What is needed. Every entry that follows is to be duplicated exactly.
◆ ◆ ◆ ◆
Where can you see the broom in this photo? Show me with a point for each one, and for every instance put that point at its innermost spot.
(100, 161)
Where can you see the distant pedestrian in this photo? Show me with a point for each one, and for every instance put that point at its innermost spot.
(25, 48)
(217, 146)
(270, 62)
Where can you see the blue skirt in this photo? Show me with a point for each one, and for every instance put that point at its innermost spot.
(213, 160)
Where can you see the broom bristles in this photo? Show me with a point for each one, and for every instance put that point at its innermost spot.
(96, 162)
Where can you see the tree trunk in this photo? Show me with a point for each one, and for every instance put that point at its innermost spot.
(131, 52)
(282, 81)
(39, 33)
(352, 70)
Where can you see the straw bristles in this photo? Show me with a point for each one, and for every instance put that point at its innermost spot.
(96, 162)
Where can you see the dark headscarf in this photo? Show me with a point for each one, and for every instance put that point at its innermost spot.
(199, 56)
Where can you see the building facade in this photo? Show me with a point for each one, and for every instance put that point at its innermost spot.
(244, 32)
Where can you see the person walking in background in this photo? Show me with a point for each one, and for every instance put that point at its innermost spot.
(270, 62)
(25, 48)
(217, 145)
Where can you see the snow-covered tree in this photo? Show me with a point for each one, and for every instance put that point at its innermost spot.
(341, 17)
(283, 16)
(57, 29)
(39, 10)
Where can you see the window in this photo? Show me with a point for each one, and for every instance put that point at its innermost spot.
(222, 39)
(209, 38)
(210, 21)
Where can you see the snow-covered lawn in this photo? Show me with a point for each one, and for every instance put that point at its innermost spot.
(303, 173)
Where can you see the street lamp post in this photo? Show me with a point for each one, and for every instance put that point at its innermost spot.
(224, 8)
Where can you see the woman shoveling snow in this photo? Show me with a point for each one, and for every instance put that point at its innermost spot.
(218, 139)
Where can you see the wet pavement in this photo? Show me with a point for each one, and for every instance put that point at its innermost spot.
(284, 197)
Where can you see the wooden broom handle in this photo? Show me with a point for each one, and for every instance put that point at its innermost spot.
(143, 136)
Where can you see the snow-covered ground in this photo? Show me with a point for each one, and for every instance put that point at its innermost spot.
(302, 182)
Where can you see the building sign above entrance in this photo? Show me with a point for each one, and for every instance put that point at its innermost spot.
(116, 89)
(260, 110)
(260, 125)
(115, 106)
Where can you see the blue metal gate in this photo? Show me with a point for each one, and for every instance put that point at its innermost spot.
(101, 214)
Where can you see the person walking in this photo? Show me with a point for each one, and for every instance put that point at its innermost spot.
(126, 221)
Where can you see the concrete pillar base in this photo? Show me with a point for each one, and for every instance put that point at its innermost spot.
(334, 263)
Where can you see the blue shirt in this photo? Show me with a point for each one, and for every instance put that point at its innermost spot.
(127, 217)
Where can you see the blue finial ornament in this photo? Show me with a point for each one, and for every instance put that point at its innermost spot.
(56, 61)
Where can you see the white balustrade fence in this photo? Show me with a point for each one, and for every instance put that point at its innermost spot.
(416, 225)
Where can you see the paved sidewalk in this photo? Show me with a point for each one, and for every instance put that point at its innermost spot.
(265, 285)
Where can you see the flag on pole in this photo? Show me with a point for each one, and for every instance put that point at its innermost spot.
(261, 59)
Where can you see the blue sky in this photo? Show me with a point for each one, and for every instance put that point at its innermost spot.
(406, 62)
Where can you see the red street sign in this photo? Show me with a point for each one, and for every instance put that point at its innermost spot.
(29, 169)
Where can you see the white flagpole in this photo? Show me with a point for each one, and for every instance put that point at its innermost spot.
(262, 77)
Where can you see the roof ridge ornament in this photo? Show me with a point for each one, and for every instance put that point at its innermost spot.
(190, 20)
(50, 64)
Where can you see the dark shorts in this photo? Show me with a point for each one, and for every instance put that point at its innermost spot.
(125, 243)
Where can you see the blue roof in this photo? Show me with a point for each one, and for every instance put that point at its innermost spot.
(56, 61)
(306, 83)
◆ ◆ ◆ ◆
Response.
Where can you see the broom in this photo? Show me with a point for each one, and for every instance put that point at its innermost spot.
(100, 161)
Where can you see the distant pedestrian in this photo? Show me with a point for each one, and for every instance put that point at its innermost spot.
(25, 48)
(217, 146)
(270, 62)
Where can you see the blue skirt in this photo? Show me with a point for each one, and for every instance put that point at its innermost spot.
(213, 160)
Where can you see the broom bristles in this photo? Show me with a point for each one, and for every instance put that point at its innermost spot.
(96, 162)
Where can you see the tree trunk in this photo? Show me with a point for each one, and for every instance put that point at its innermost spot.
(131, 52)
(282, 81)
(39, 33)
(352, 70)
Where can you see the straw bristles in this photo? Show me with a point for each one, and for every instance put that point at its innermost spot.
(96, 162)
Where can you see the dark headscarf in this photo? Show me with a point for each one, and for every instance put that point at its innermost spot.
(199, 56)
Where can you see the building facade in this photo? Show me with a point for each one, and for every instance put that point at its innermost spot.
(244, 32)
Where can you see the person walking in background in this photo? Show me with a point for each one, and for every instance put that point at its innermost spot.
(270, 62)
(25, 48)
(217, 145)
Where can you see the snow-covered tree in this photo? Show me with a point for each one, and for every instance put that point at its innermost spot.
(341, 17)
(283, 16)
(57, 29)
(39, 10)
Where can you see the window in this photo? Show me with a point for each one, and for every instance put that point at its innermost spot.
(222, 39)
(209, 38)
(210, 21)
Where can you see the snow-covered lawn in this photo? Show me with a point for each one, and for every instance put that point at its innermost spot.
(303, 173)
Where can you see the street lamp post in this photo? Show me with a point for each one, and for every instance put that point at its innermost spot.
(224, 8)
Where can you see the woman shoveling snow in this photo? Show me with a point for each one, and for every instance put that point at its innermost spot.
(218, 139)
Where can you see the wet pavement in this photo? Show me with a point for each one, and for every instance put that point at its innermost spot.
(284, 197)
Where can you see the wooden broom handle in this photo? Show me with a point for each one, and for every instance put that point at its innermost spot.
(143, 136)
Where can you see the snow-covered ground in this photo? Show me with a point for each one, and for every instance put that point at its innermost spot.
(302, 182)
Where can you see the building sign above entrance in this photo? Show me with a point for each one, and for every instance put that point at its innermost spot.
(116, 89)
(260, 110)
(260, 125)
(115, 106)
Where can you see the blue metal gate in this photo? Show me with a point for each one, and for every instance put that point at its innermost spot.
(101, 214)
Where can you see the person walking in this photo? Show me with a point for each one, and for every instance put that point at its innermost spot.
(126, 221)
Where can you see the concrete pillar base in this photo? Show me with a point for each one, and for every instance put that point at its innermost spot.
(334, 263)
Where can you see the blue shirt in this photo? Show me with a point for each one, and for every instance put that point at its innermost spot.
(127, 217)
Where can you see the blue finial ornament in this photo? Show me with a point for each one, and for every instance put that point at its innermost spot.
(56, 61)
Where can you see the white balustrade fence in this photo? Show me with a point for each one, and for every instance put that point at its innermost spot.
(416, 225)
Where can you see the paved sidewalk in this photo? Show me with a point for each one, and for every instance put that point at its innermost spot.
(265, 285)
Where can you see the flag on pole in this photo? Show me with a point for each one, and for every instance put that point at its innermost spot.
(261, 59)
Where can you see the blue sky in this photo? Show me with a point for each one, and for every instance put that point at its innermost spot.
(406, 62)
Where can you see the red street sign in this photo? Show me with a point for each one, and for every instance put that point at its innermost spot.
(29, 169)
Where can you see the white flagpole in this photo? Show me with a point for each one, and for every instance put that point at its innermost spot.
(262, 77)
Where can you see the roof ridge ornament in this photo? Show me with a point for each one, and for every instance put that point at its innermost spot.
(190, 20)
(50, 64)
Where can you see the dark shorts in this photo? Show me with a point for each one, and for every instance put that point at its innermost spot.
(125, 243)
Where can you see the blue roof in this photo? Show me with a point for each one, and for every instance put that point at its innermost spot.
(56, 61)
(306, 83)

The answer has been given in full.